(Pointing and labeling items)
## start
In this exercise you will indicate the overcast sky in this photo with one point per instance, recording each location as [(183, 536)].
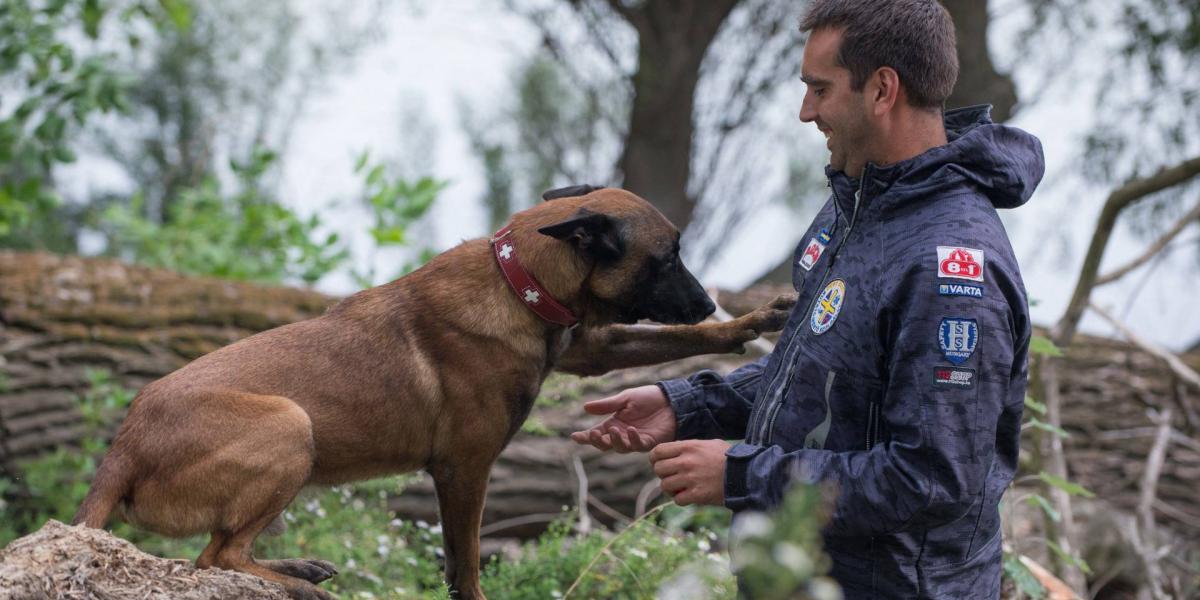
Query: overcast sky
[(467, 49)]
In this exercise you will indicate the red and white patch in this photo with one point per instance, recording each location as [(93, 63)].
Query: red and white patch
[(959, 263), (811, 253)]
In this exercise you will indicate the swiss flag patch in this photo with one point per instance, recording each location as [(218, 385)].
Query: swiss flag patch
[(959, 263)]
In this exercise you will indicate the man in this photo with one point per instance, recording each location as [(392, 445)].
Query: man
[(900, 376)]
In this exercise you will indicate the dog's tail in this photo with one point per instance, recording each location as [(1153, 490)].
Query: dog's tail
[(111, 484)]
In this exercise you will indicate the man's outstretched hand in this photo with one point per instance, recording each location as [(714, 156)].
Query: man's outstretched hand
[(639, 419)]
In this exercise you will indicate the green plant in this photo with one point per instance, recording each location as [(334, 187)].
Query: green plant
[(58, 83), (779, 556), (634, 563), (396, 204), (244, 235)]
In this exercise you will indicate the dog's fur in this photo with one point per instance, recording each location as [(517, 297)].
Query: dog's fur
[(435, 371)]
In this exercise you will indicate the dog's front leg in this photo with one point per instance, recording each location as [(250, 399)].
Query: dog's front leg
[(461, 486), (601, 349)]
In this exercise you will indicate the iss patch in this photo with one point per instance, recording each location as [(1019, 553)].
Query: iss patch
[(958, 339)]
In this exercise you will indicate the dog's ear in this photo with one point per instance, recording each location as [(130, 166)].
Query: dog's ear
[(569, 192), (593, 233)]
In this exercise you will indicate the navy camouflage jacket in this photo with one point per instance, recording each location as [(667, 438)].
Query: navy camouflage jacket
[(900, 375)]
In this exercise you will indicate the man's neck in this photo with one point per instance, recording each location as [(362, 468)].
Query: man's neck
[(911, 135)]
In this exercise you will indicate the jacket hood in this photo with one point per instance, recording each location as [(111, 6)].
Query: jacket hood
[(1002, 162)]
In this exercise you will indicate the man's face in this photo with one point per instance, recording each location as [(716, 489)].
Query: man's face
[(838, 111)]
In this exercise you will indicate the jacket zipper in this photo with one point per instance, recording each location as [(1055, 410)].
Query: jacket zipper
[(772, 411)]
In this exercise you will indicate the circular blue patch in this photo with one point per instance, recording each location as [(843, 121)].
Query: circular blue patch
[(828, 306)]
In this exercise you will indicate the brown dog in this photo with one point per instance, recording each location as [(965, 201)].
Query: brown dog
[(433, 371)]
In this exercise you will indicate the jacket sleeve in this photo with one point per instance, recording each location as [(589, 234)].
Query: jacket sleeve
[(940, 418), (708, 406)]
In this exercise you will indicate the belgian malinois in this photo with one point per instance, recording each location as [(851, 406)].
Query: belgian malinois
[(433, 371)]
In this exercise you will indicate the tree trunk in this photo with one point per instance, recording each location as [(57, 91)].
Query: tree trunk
[(979, 83), (673, 39)]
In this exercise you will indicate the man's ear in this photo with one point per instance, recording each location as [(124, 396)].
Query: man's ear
[(569, 192), (592, 233)]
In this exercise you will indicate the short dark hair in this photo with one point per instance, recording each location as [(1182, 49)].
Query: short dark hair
[(915, 37)]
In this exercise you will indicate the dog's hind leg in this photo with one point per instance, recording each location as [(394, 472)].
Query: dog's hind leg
[(461, 490)]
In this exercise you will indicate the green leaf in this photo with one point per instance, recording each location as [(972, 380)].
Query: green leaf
[(1042, 346), (1045, 426), (1023, 577), (179, 11), (1032, 405), (93, 13), (1044, 504), (1066, 486), (1078, 562)]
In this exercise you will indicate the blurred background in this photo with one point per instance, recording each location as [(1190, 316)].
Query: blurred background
[(324, 147)]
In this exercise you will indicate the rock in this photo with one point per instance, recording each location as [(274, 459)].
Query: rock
[(69, 563)]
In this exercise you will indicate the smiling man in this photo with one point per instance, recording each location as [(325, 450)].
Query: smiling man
[(900, 376)]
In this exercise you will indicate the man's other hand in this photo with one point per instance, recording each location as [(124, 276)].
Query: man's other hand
[(691, 471), (640, 419)]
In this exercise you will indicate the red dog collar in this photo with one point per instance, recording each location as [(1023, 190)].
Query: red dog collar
[(525, 286)]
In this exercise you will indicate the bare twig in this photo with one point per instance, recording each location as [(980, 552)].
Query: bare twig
[(1117, 201), (1062, 534), (523, 520), (1181, 370), (1155, 249), (587, 569), (1146, 544), (581, 475)]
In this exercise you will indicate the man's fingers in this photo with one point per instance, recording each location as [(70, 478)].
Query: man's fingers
[(619, 439), (667, 450), (642, 442), (605, 406), (666, 468), (599, 439)]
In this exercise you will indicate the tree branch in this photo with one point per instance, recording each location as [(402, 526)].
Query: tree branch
[(1120, 199), (1159, 244)]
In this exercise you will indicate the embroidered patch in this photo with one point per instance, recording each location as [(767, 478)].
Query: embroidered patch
[(828, 306), (959, 263), (811, 255), (959, 289), (958, 339), (954, 377)]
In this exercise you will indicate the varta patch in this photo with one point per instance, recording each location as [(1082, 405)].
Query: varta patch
[(958, 339), (959, 289), (959, 263), (954, 377), (828, 306)]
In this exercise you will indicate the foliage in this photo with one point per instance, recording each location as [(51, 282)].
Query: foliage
[(58, 85), (246, 235), (633, 563), (780, 556), (396, 204)]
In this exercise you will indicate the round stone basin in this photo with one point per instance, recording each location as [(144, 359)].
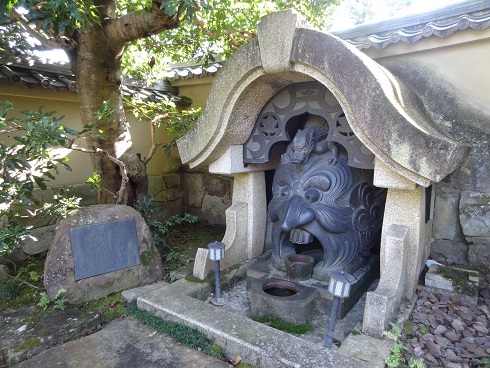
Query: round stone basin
[(280, 288), (286, 300)]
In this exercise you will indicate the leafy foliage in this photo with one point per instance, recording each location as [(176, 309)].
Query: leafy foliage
[(28, 162), (397, 359), (211, 31), (165, 113), (54, 303), (62, 17), (146, 206)]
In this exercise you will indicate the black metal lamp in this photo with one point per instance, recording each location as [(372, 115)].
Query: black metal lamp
[(339, 287), (216, 254)]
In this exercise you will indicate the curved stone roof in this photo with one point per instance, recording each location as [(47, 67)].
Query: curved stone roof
[(385, 115)]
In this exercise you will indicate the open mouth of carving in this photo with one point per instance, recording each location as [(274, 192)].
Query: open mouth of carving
[(300, 236)]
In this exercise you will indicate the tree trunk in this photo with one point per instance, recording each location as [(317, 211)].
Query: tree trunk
[(97, 67)]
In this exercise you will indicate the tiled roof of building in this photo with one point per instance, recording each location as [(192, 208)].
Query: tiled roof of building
[(35, 72), (470, 14), (187, 72)]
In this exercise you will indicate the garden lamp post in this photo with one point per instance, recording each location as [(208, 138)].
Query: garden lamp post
[(216, 254), (339, 287)]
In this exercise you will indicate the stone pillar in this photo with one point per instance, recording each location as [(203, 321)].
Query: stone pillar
[(404, 232), (382, 303), (245, 224)]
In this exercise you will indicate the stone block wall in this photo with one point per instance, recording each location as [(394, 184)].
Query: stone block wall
[(207, 195), (461, 223), (168, 194)]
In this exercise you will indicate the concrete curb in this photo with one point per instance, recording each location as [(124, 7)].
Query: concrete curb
[(256, 343)]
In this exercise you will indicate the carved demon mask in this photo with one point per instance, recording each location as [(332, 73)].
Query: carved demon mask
[(319, 198)]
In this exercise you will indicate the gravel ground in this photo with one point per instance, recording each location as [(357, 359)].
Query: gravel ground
[(457, 332)]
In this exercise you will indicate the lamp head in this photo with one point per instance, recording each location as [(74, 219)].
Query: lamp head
[(216, 251)]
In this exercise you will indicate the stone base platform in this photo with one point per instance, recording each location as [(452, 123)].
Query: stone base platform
[(260, 345), (364, 278)]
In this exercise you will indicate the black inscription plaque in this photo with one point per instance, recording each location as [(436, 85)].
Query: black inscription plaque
[(105, 247)]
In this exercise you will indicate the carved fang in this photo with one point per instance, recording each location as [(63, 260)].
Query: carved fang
[(300, 236)]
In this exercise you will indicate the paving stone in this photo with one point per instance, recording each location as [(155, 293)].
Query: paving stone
[(454, 365), (451, 355), (431, 359), (439, 330), (481, 328), (442, 341), (452, 336), (434, 349), (480, 351)]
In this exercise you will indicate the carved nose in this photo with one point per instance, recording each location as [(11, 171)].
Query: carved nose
[(297, 214)]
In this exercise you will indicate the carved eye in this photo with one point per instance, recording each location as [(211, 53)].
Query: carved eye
[(285, 193), (312, 195)]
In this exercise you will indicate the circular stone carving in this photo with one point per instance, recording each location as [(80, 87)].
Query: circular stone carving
[(269, 125)]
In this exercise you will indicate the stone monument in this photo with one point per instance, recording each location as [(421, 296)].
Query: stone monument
[(99, 250)]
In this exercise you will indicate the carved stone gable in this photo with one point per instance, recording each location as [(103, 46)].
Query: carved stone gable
[(271, 126)]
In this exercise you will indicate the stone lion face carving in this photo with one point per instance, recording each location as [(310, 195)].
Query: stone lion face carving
[(324, 199)]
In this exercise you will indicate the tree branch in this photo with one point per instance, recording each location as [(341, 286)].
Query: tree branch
[(132, 26), (227, 32), (51, 43), (154, 144), (120, 199)]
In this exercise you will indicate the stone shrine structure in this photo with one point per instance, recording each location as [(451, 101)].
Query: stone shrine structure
[(394, 136)]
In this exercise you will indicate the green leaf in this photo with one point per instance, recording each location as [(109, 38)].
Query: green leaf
[(40, 183)]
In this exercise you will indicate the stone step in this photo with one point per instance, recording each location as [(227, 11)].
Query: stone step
[(260, 345)]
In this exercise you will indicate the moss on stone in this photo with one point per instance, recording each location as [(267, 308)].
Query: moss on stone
[(407, 328), (109, 307), (27, 344), (192, 278), (281, 325), (460, 280), (147, 257)]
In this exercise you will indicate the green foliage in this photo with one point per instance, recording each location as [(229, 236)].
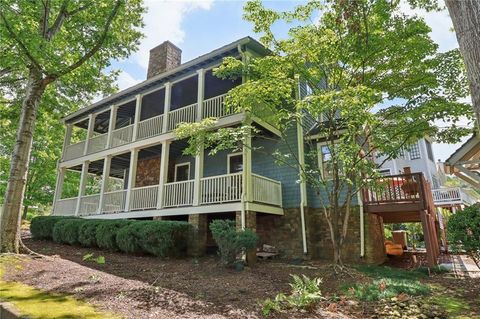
## end
- _What to work on_
Can you retype, word for word, every line starting with the one that contains "In this exercise you will indicate the stone pillar" and going on through the one that contains "[(256, 343)]", including both of those lines?

- _Solution for this exercise_
In this exercise you will indicate the stone pillar in this photo with one point per instance, recording each location as [(203, 321)].
Query: stone pillar
[(404, 232), (382, 303), (245, 224)]
In this exercise you will indicate the stone block wall in this photo with one point per instance, recording each location as [(394, 184)].
Query: stone block wall
[(207, 195), (461, 223), (168, 194)]
In this exercise you will indicate the concrete curb in this photo with one point per instance, recording each location as [(124, 7)].
Query: concrete curb
[(256, 343)]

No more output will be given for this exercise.